▶ _TASK ITEM_
Scan the data below and state the number of lines that include the word "banana", adding no comment.

▶ _INFORMATION_
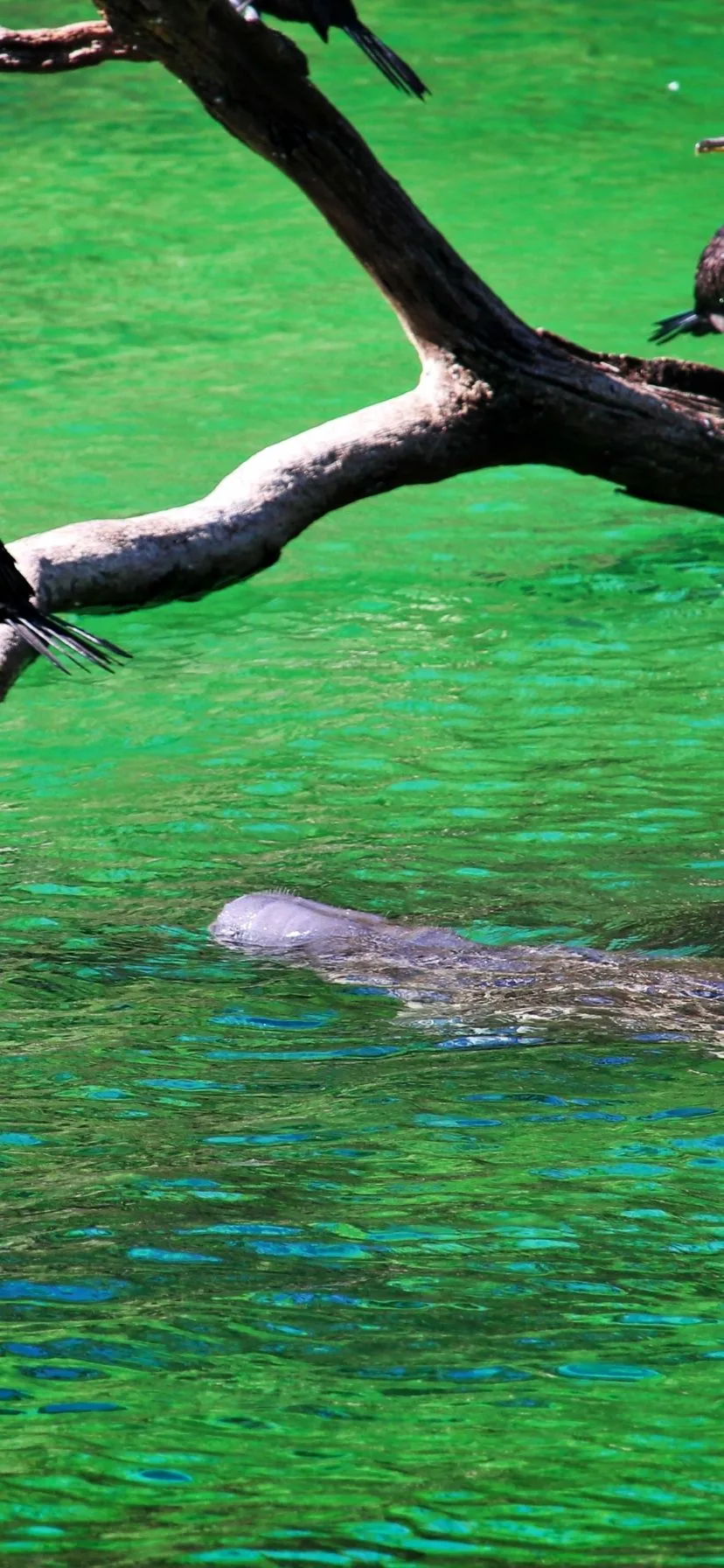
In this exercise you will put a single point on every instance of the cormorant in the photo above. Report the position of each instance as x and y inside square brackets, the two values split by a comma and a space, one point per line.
[322, 15]
[708, 298]
[53, 639]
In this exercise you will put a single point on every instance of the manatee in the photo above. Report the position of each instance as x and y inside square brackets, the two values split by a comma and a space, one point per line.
[520, 985]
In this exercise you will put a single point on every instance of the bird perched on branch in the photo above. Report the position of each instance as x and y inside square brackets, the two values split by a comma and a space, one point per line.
[45, 633]
[708, 298]
[322, 15]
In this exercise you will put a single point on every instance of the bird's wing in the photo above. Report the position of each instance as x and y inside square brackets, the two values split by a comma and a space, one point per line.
[15, 592]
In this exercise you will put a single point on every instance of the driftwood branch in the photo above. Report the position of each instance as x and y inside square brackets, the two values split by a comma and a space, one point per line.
[63, 47]
[492, 389]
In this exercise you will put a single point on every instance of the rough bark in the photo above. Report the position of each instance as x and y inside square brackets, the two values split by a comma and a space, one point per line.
[492, 389]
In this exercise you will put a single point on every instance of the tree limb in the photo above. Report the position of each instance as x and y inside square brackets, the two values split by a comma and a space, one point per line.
[492, 391]
[63, 47]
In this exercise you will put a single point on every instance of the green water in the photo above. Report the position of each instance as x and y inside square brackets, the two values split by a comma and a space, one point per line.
[286, 1278]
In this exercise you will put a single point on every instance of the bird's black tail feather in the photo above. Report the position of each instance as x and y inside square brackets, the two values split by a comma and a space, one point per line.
[386, 60]
[686, 322]
[45, 633]
[60, 641]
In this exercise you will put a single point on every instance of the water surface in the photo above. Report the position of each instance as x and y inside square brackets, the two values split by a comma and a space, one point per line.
[287, 1277]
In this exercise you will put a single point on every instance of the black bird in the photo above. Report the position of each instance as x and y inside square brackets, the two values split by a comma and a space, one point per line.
[708, 298]
[322, 15]
[53, 639]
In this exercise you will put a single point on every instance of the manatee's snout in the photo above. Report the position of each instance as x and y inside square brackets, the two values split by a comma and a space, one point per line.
[276, 922]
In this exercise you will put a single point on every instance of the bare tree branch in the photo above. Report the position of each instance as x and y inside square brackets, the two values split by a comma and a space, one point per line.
[63, 47]
[492, 391]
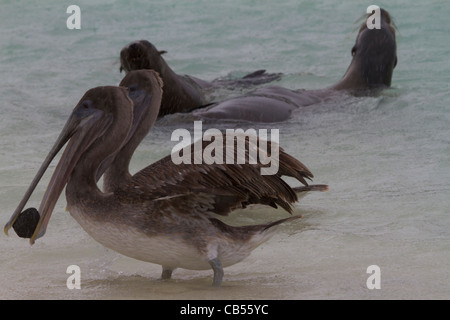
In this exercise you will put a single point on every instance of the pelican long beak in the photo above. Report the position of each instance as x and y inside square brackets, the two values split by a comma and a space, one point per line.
[81, 132]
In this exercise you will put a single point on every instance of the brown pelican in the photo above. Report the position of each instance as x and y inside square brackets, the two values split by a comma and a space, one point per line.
[374, 57]
[165, 214]
[182, 93]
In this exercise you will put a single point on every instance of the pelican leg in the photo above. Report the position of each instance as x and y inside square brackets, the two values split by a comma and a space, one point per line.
[166, 274]
[216, 265]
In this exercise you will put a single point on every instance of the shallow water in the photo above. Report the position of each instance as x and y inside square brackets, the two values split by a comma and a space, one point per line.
[386, 158]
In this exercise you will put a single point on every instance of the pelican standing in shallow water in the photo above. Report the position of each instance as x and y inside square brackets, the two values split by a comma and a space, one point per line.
[166, 213]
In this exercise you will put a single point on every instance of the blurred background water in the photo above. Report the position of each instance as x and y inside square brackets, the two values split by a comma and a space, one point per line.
[386, 158]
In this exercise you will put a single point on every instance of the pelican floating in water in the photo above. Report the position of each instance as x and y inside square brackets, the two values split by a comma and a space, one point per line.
[165, 214]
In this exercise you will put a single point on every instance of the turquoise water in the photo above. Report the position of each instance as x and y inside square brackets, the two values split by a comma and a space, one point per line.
[386, 158]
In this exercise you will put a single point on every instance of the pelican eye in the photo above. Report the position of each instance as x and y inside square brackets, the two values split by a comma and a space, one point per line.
[132, 88]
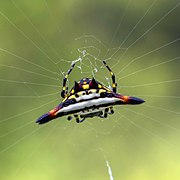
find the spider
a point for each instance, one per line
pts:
(87, 99)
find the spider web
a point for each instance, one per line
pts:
(139, 41)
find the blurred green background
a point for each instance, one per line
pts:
(140, 41)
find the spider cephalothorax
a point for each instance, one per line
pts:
(88, 98)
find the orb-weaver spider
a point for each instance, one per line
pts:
(88, 98)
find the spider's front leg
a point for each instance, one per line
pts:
(105, 113)
(111, 111)
(65, 88)
(114, 84)
(79, 120)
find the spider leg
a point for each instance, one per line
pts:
(105, 113)
(114, 84)
(69, 118)
(111, 111)
(79, 120)
(65, 88)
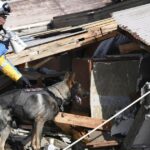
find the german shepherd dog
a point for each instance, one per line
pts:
(37, 106)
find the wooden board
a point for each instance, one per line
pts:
(95, 32)
(102, 144)
(77, 120)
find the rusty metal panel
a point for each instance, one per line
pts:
(112, 84)
(82, 69)
(135, 21)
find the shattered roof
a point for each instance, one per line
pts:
(33, 11)
(136, 21)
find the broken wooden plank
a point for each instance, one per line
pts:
(93, 14)
(102, 144)
(77, 120)
(129, 47)
(93, 34)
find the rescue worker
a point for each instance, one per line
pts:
(5, 66)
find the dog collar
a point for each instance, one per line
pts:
(58, 100)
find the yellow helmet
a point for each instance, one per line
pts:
(4, 8)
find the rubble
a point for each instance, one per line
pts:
(110, 62)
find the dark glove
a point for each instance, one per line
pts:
(24, 82)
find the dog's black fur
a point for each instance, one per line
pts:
(37, 106)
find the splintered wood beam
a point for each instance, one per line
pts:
(77, 120)
(102, 144)
(129, 47)
(94, 32)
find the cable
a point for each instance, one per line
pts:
(111, 118)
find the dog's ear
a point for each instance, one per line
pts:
(71, 79)
(66, 77)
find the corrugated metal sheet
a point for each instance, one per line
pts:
(136, 21)
(26, 12)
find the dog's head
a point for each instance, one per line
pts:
(76, 90)
(5, 118)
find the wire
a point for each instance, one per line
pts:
(111, 118)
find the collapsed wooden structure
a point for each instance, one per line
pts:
(47, 44)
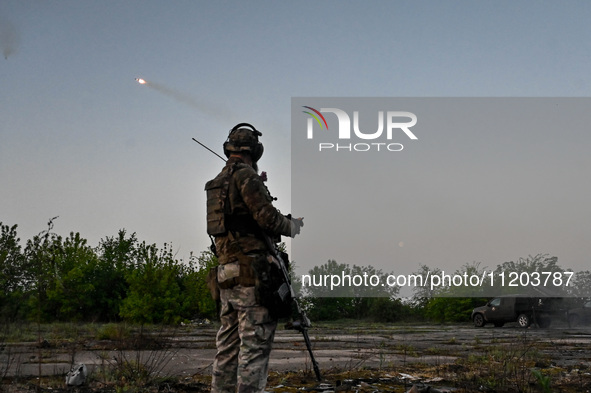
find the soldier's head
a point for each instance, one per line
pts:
(244, 139)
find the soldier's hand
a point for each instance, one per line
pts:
(296, 225)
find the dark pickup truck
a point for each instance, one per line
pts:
(521, 309)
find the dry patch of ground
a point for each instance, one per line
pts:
(352, 357)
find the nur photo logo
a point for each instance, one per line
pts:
(390, 125)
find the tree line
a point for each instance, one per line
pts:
(54, 278)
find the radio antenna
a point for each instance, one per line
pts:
(222, 158)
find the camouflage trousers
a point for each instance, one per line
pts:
(243, 342)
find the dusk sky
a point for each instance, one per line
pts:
(82, 140)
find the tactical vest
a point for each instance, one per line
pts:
(220, 223)
(221, 219)
(217, 202)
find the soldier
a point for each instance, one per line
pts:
(239, 211)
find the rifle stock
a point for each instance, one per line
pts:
(303, 323)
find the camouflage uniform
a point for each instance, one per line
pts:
(247, 329)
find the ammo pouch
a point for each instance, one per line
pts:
(217, 203)
(272, 291)
(235, 273)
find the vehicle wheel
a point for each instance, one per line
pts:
(544, 322)
(574, 320)
(479, 320)
(524, 320)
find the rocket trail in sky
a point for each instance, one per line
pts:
(205, 107)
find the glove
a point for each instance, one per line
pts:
(296, 225)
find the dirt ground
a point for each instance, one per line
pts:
(351, 356)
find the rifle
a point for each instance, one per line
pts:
(302, 324)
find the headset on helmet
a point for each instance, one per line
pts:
(244, 137)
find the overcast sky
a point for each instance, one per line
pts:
(82, 140)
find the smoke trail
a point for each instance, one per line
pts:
(9, 38)
(204, 107)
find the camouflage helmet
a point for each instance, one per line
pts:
(244, 138)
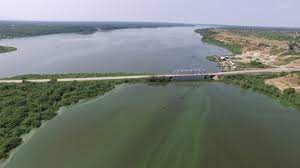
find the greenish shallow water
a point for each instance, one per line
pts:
(180, 125)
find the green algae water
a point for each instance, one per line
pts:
(178, 125)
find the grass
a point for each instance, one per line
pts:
(72, 75)
(24, 106)
(257, 83)
(4, 49)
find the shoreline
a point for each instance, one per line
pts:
(26, 137)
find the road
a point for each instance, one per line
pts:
(257, 71)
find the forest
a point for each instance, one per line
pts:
(25, 106)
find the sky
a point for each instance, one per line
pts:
(280, 13)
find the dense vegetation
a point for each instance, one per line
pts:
(253, 64)
(24, 106)
(12, 29)
(72, 75)
(4, 49)
(257, 83)
(208, 37)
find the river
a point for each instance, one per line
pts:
(181, 124)
(128, 50)
(195, 124)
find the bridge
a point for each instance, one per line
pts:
(178, 73)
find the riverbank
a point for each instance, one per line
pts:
(287, 96)
(25, 106)
(4, 49)
(255, 48)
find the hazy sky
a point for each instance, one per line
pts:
(241, 12)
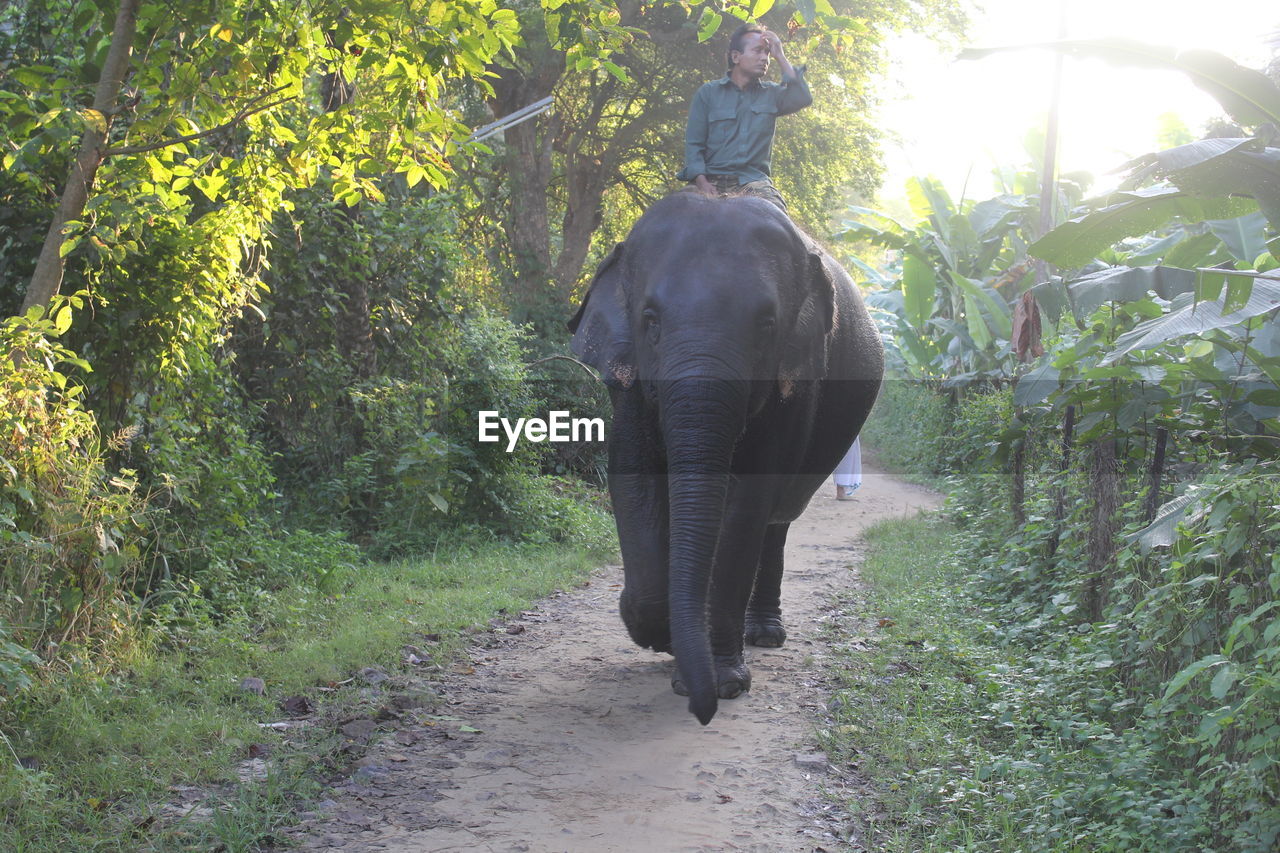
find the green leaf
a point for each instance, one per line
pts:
(1132, 214)
(978, 329)
(617, 71)
(1223, 682)
(1244, 236)
(210, 185)
(1189, 671)
(708, 23)
(1162, 530)
(1037, 384)
(63, 319)
(1198, 318)
(1127, 284)
(919, 287)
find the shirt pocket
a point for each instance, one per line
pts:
(720, 124)
(763, 115)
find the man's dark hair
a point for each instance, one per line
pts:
(735, 41)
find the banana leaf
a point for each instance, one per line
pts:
(1130, 214)
(1128, 284)
(1198, 318)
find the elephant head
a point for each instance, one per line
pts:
(709, 311)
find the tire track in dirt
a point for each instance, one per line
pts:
(567, 737)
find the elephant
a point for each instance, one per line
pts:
(740, 364)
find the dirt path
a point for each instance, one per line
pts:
(566, 737)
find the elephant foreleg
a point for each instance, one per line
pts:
(764, 614)
(639, 493)
(737, 555)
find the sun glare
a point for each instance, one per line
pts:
(959, 121)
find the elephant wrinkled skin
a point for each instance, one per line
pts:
(740, 364)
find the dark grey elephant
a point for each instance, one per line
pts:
(741, 364)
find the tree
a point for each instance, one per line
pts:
(618, 129)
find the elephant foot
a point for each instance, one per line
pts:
(647, 623)
(764, 630)
(732, 679)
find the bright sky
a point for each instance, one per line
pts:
(958, 118)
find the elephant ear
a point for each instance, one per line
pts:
(805, 351)
(602, 334)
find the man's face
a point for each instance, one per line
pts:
(753, 59)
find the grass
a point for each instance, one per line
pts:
(105, 751)
(913, 708)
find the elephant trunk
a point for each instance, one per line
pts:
(702, 420)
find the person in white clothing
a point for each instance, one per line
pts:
(849, 473)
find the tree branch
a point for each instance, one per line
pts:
(191, 137)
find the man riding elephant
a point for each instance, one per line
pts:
(730, 136)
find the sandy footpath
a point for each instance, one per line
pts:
(562, 735)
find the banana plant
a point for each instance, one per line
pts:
(946, 301)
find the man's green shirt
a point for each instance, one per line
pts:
(731, 129)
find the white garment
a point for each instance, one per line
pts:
(849, 473)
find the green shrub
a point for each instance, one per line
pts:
(908, 425)
(69, 530)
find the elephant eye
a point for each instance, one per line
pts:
(650, 325)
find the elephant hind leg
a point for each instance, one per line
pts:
(764, 612)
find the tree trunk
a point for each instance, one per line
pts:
(1060, 488)
(355, 322)
(48, 278)
(1157, 473)
(529, 174)
(1104, 475)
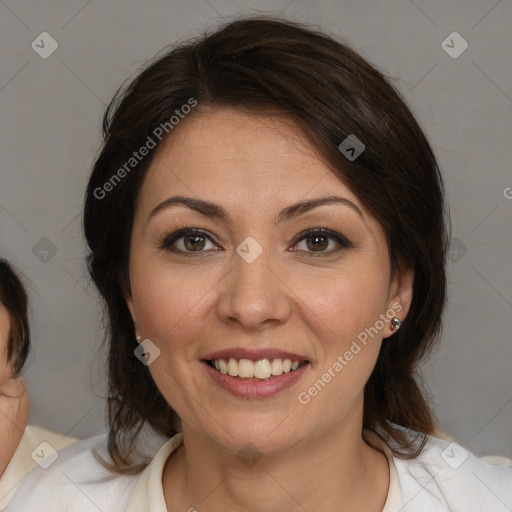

▶ _ANSWER TO THIS PROBLEM_
2